## WAS ZU TUN IST
1. Listen Sie alle Teile der Anlage auf, die der Text über den Wilmersdorfer Friedhof mit „besteht noch“ oder „noch vorhanden“ beschreibt.
2. Knüpfen Sie an den letzten Satz des Texts über den Wilmersdorfer Friedhof an und führen Sie den Text fort.

## TEXTAUSZUG
++++++

Der Friedhof wurde als „Städtischer Friedhof der Landgemeinde Deutsch-Wilmersdorf“ westlich des Ortskerns von Wilmersdorf südlich der Berliner Straße angelegt. Die Größe betrug damals ungefähr ein Hektar. Im Zentrum des Friedhofs wurde bis 1887 nach Entwürfen von Max Contag und Christian Havestadt eine Friedhofskapelle mit angeschlossener Leichenhalle in Klinkerbauweise errichtet. Von der Kapelle aus wurde der Friedhof mit einem rechtwinkligen Wegeraster erschlossen, wobei die Hauptwege als Alleen, hauptsächlich mit Linden und Platanen ausgeführt wurden. Der Friedhof wurde durch eine Friedhofsmauer abgeschlossen an welcher zahlreiche monumentale Erbbegräbnisstätten errichtet wurden.

Die Friedhofskapelle wurde im Zweiten Weltkrieg stark beschädigt und nachfolgend abgetragen. Das Wegerondell, das um die Kapelle führte, besteht noch, der ehemalige Standort der Kapelle wurde mit Rhododendronbüschen bepflanzt. Die Alleen und die Außenmauern mit den Wandgräbern und Mausoleen sind in großen Teilen noch vorhanden. Der ehemalige Haupteingang ist heute der Nebeneingang an der Berliner Straße.

++++++

## BEREITGESTELLTE DATEN

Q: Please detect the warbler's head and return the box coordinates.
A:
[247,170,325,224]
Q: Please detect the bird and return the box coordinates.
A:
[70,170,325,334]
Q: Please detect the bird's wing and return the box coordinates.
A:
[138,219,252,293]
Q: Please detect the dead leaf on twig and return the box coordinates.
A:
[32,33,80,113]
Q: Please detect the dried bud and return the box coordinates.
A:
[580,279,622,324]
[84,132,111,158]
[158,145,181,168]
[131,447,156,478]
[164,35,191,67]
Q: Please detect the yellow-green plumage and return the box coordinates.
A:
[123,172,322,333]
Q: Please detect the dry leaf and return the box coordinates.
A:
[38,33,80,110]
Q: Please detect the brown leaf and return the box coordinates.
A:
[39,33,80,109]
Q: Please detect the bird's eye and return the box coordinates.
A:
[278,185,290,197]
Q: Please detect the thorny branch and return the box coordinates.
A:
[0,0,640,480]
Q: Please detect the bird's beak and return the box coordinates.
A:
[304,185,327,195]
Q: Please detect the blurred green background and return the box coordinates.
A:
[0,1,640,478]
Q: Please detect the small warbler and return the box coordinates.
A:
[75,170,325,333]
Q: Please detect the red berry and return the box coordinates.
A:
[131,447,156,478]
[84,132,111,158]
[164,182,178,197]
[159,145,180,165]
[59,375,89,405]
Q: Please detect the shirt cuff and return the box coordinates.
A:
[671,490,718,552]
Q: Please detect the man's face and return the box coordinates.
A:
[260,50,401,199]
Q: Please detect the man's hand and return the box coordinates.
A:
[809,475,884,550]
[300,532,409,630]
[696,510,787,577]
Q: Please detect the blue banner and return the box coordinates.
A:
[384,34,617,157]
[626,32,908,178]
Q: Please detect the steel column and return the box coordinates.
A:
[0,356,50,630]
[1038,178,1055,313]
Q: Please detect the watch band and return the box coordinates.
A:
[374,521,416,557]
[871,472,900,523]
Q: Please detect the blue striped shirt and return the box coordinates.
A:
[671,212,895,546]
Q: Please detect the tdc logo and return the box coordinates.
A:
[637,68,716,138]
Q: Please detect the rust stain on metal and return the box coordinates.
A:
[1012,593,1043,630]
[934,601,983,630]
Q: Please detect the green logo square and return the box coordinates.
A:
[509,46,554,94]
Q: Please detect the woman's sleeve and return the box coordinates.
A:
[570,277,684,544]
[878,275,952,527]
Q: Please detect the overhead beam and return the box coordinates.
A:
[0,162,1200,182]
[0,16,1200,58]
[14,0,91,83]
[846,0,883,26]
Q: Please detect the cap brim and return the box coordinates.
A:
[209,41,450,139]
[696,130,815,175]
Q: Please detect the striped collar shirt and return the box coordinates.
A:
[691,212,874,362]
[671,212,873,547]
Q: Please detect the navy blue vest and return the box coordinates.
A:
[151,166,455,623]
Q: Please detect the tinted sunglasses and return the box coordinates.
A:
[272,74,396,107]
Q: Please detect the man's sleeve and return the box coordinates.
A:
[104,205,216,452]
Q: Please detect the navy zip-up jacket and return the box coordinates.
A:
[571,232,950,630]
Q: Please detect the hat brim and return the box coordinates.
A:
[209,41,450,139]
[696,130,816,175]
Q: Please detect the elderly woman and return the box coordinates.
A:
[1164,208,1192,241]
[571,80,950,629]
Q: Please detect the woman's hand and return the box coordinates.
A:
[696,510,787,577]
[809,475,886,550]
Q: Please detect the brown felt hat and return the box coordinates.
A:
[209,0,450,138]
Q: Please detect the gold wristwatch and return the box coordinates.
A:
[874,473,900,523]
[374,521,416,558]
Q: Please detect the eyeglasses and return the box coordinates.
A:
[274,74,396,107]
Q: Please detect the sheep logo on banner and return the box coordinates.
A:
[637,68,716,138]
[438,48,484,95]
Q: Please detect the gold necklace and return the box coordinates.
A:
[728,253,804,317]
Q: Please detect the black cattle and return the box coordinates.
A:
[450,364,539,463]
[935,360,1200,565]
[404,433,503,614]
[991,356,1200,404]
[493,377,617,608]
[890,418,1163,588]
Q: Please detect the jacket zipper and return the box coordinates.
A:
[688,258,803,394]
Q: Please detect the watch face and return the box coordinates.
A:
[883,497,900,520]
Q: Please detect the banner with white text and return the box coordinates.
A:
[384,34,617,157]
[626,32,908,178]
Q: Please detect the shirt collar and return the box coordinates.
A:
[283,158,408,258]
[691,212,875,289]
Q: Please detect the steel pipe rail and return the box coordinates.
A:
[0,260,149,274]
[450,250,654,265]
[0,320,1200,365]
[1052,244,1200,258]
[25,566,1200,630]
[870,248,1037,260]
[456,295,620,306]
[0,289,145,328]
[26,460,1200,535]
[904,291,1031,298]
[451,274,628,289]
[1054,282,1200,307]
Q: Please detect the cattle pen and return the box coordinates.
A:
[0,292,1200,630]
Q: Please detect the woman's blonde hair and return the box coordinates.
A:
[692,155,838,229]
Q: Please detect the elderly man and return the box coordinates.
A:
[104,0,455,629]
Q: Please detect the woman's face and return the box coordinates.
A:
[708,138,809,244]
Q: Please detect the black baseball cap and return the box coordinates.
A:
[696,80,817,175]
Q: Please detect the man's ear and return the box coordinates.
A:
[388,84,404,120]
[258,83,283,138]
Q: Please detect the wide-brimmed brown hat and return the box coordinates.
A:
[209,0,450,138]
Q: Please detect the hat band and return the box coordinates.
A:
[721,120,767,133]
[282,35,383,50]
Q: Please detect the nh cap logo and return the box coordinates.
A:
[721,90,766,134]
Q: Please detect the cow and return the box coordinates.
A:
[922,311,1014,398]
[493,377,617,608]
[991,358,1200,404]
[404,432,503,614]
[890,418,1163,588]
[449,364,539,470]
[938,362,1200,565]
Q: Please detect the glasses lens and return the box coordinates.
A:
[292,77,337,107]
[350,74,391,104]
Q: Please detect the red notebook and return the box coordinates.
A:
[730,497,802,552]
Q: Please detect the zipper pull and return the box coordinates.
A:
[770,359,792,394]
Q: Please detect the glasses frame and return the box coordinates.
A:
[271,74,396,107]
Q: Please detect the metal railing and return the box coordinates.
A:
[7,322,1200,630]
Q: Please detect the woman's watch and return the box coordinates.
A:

++++++

## ANTWORTEN JE AUFGABE
1.
- Das Wegerondell, das um die ehemalige Kapelle führte
- Die Alleen (in großen Teilen)
- Die Außenmauern mit den Wandgräbern und Mausoleen (in großen Teilen)

2.
Kriegsgräberstätte in der Belegungsfläche A

Zwischen 1906 und 1915 erfolgten mehrere Erweiterungen der Friedhofsanlage nach Süden, Westen und Osten. Die Gestaltungsprinzipien des Friedhofs wurden bei den Erweiterungen im Großen und Ganzen beibehalten. Die Entwürfe für die Erweiterungen werden Richard Thieme zugeschrieben.[4] Nur durch eine rechteckige Wasserfläche und eine parkartig angelegte Gräbergruppe, die als „Hainbegräbnisplatz“ bezeichnet wurde, sind Auflockerungen im strengen Raster geschaffen worden. Die Wasserfläche ist später einem Unterstand gewichen.

Bei den Erweiterungen sind Straßenverlängerungen der Wilhelmsaue nach Westen und der Brienner Straße nach Süden, die den Friedhof geviertelt hätten, berücksichtigt worden. Erst ab den 1950er-Jahren, als im Zusammenhang mit der Planung des nahen Stadtautobahnringes diese Straßenverlängerungen ihren Sinn verloren, wurden die Flächen belegt.

Nach dem Zweiten Weltkrieg wurden an mehreren Stellen auf dem Friedhof Kriegsgräberstätten angelegt. Die Friedhofsverwaltung beabsichtigt diese Gräber der Opfer von Krieg und Gewaltherrschaft im Jahr 2009 in einer geschlossenen Grabanlage auf dem Friedhof zusammenzuführen.[5]

Krematorium Wilmersdorf

Krematorium Wilmersdorf

Nach der Legitimierung der Feuerbestattung in Preußen und positiven Erfahrungen in den damaligen Bezirken Wedding (Urnenfriedhof Seestraße mit Krematorium Gerichtsstraße) und Treptow (Friedhof Baumschulenweg mit Krematorium Baumschulenweg), beschloss auch die Gemeinde Wilmersdorf den Bau eines Krematoriums und den verstärkten Einsatz der Feuerbestattung. Hiervon versprach man sich eine Verbesserung der hygienischen Verhältnisse und eine Reduzierung der benötigten Bestattungsfläche. Die Planungen konnten jedoch erst nach dem Ersten Weltkrieg umgesetzt werden. Von 1919 bis 1922 wurde nach Entwürfen von Otto Herrnring im nordwestlichen Bereich des Friedhofs das Krematorium errichtet.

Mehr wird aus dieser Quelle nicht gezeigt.